# Instructions to follow:
Below are some records; reproduce every one of them exactly.

--- start Recorded information ---

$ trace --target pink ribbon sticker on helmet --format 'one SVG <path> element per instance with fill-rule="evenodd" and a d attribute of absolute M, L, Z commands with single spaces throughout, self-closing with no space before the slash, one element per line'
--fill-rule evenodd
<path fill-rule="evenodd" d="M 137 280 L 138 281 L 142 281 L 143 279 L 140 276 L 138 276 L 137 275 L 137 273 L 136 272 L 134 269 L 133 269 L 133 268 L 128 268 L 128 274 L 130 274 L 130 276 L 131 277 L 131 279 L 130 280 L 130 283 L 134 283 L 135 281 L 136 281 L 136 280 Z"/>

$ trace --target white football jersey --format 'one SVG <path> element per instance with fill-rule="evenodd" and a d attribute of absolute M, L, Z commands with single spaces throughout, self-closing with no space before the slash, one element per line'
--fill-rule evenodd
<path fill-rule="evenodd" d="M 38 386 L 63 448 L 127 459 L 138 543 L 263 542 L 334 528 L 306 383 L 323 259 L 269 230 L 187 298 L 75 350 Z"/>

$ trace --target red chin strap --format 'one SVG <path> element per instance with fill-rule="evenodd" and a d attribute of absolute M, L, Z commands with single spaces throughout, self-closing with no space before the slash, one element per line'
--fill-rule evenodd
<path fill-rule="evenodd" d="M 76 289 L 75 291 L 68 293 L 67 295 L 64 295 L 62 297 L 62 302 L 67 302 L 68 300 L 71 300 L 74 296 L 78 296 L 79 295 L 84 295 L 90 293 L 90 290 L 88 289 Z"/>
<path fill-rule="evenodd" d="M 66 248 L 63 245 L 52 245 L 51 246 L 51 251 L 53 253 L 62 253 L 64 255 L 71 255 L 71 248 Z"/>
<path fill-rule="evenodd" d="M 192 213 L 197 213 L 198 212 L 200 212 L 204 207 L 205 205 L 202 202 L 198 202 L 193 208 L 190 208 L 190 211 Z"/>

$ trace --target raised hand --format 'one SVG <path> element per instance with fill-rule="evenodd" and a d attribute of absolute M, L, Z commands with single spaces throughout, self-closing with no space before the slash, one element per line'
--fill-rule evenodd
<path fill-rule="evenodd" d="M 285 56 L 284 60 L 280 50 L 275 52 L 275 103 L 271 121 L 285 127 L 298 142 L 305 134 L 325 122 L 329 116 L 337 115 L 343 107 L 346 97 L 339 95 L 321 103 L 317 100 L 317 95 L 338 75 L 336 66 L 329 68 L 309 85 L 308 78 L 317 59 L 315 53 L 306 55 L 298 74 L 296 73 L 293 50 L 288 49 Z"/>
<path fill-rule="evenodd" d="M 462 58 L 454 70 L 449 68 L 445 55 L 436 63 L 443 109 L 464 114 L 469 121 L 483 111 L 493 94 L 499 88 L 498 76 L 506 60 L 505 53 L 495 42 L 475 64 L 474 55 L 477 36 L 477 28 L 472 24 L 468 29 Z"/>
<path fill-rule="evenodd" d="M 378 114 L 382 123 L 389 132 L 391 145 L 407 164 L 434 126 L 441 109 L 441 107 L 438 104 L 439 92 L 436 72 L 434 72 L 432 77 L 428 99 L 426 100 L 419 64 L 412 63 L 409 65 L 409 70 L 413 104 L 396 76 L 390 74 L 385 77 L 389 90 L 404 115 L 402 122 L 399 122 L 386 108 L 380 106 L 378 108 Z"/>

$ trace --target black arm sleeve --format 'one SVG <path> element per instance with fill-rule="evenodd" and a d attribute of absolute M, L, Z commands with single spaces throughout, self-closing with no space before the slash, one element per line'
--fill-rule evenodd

--- end Recorded information ---

# Response to this task:
$ trace --target pink ribbon sticker on helmet --format 'one SVG <path> element per instance with fill-rule="evenodd" and a d attribute of absolute M, L, Z commands with single spaces throughout, self-closing with no space before the slash, one element per line'
--fill-rule evenodd
<path fill-rule="evenodd" d="M 137 280 L 138 281 L 142 281 L 143 279 L 140 276 L 138 276 L 137 275 L 137 273 L 136 272 L 134 269 L 133 269 L 133 268 L 128 268 L 128 274 L 130 274 L 130 276 L 131 277 L 131 279 L 130 280 L 130 283 L 134 283 L 135 281 L 136 281 L 136 280 Z"/>

$ trace --target white football jersey --format 'one SVG <path> element per instance with fill-rule="evenodd" and a d attribute of absolute M, L, Z commands with single spaces throughout, self-closing with no space before the slash, one element per line'
--fill-rule evenodd
<path fill-rule="evenodd" d="M 38 386 L 63 448 L 127 459 L 138 543 L 263 542 L 334 528 L 306 383 L 323 259 L 269 230 L 187 298 L 75 350 Z"/>

$ trace --target red chin strap --format 'one SVG <path> element per instance with fill-rule="evenodd" and a d attribute of absolute M, L, Z commands with single spaces throughout, self-closing with no space before the slash, one element per line'
--fill-rule evenodd
<path fill-rule="evenodd" d="M 76 289 L 75 291 L 68 293 L 67 295 L 64 295 L 62 297 L 62 302 L 67 302 L 68 300 L 71 300 L 74 296 L 78 296 L 79 295 L 84 295 L 90 293 L 90 290 L 88 289 Z"/>
<path fill-rule="evenodd" d="M 66 248 L 63 245 L 52 245 L 51 246 L 51 251 L 53 253 L 62 253 L 64 255 L 71 255 L 71 248 Z"/>
<path fill-rule="evenodd" d="M 192 213 L 197 213 L 198 212 L 200 212 L 204 207 L 205 205 L 202 202 L 198 202 L 193 208 L 190 208 L 190 211 Z"/>

$ trace --target raised hand --format 'one SVG <path> element per instance with fill-rule="evenodd" and a d attribute of absolute M, L, Z commands with single spaces throughout, self-closing with no space before the slash, one element per line'
--fill-rule evenodd
<path fill-rule="evenodd" d="M 285 56 L 284 60 L 280 50 L 275 52 L 275 103 L 271 121 L 285 127 L 298 142 L 305 134 L 325 122 L 329 116 L 337 115 L 343 107 L 346 97 L 339 95 L 321 103 L 317 100 L 317 95 L 338 75 L 336 66 L 329 68 L 309 85 L 308 78 L 317 59 L 315 53 L 306 55 L 298 74 L 296 73 L 293 50 L 288 49 Z"/>
<path fill-rule="evenodd" d="M 462 58 L 454 70 L 449 68 L 445 55 L 436 63 L 443 109 L 464 114 L 469 121 L 483 111 L 493 94 L 499 88 L 498 76 L 506 60 L 505 53 L 495 42 L 475 64 L 474 55 L 477 36 L 477 28 L 472 24 L 468 29 Z"/>
<path fill-rule="evenodd" d="M 378 114 L 382 123 L 389 132 L 391 145 L 407 164 L 434 126 L 441 109 L 441 107 L 438 104 L 439 92 L 436 72 L 434 72 L 432 77 L 428 99 L 426 100 L 419 64 L 412 63 L 409 65 L 409 70 L 413 104 L 396 76 L 390 74 L 385 77 L 389 90 L 404 115 L 402 122 L 399 122 L 386 108 L 380 106 L 378 108 Z"/>

$ trace --target black arm sleeve --format 'one SVG <path> element per instance with fill-rule="evenodd" and a d attribute of absolute M, L, Z commands with single spaces throughout, self-closing with no space before the slash, one element per line'
--fill-rule evenodd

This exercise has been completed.